** begin Data shown **

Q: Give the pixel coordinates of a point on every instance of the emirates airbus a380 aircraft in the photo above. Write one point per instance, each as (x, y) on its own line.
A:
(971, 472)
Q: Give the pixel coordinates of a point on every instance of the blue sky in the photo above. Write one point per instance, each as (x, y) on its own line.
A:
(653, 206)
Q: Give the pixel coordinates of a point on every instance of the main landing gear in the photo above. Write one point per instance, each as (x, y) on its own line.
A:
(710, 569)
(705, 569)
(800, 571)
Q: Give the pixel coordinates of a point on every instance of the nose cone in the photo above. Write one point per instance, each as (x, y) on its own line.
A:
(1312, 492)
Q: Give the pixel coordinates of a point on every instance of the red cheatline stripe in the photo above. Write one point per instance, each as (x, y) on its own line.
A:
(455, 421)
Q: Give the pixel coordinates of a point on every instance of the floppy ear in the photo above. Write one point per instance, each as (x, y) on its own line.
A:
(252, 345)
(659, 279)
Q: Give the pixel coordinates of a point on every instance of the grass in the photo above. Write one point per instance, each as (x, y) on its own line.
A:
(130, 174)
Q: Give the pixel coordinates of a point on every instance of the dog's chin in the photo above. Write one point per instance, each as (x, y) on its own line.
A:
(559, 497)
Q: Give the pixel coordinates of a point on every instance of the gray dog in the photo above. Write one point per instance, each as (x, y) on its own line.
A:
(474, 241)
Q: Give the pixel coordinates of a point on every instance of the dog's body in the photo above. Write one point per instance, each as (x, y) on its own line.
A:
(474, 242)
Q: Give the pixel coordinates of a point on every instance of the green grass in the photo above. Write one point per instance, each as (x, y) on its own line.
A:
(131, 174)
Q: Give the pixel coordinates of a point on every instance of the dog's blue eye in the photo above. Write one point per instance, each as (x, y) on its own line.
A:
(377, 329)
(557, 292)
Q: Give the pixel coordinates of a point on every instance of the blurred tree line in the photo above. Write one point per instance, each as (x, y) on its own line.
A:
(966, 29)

** end Data shown **

- _Requirements_
Rename "pixel coordinates" to "image coordinates" in the items above, from the line containing "the dog's chin" through the end of the items. Reproduce only those lines, with everything else left unchanged.

- _Solution for this problem_
Q: Give the image coordinates of a point on every instance of the dog's chin in the photo above. Write one point per instance, each as (x, y) on its own line.
A:
(559, 497)
Q: Give the image coordinates of a point on every instance of the gray dog in the photo above. Write one point per instance, each as (x, y) on its own line.
A:
(474, 241)
Q: Give the image coordinates of a point on every instance of the dog's body in the photo above. Write one point per instance, each as (x, y) on its own line.
A:
(474, 242)
Q: Give the image coordinates of a point on every instance of the green grass in the photo above. Write one point per instance, each as (x, y) on its own line.
A:
(131, 174)
Q: Give the image coordinates of a point on every instance of the dog's blue eye in the photo above. Write one point per instance, each as (x, y) on its own line.
A:
(377, 329)
(557, 292)
Q: Give the image coordinates of a point on every instance of the blurred tree line in the photo above. Write one point per instance, each as (x, y) on its own line.
A:
(966, 29)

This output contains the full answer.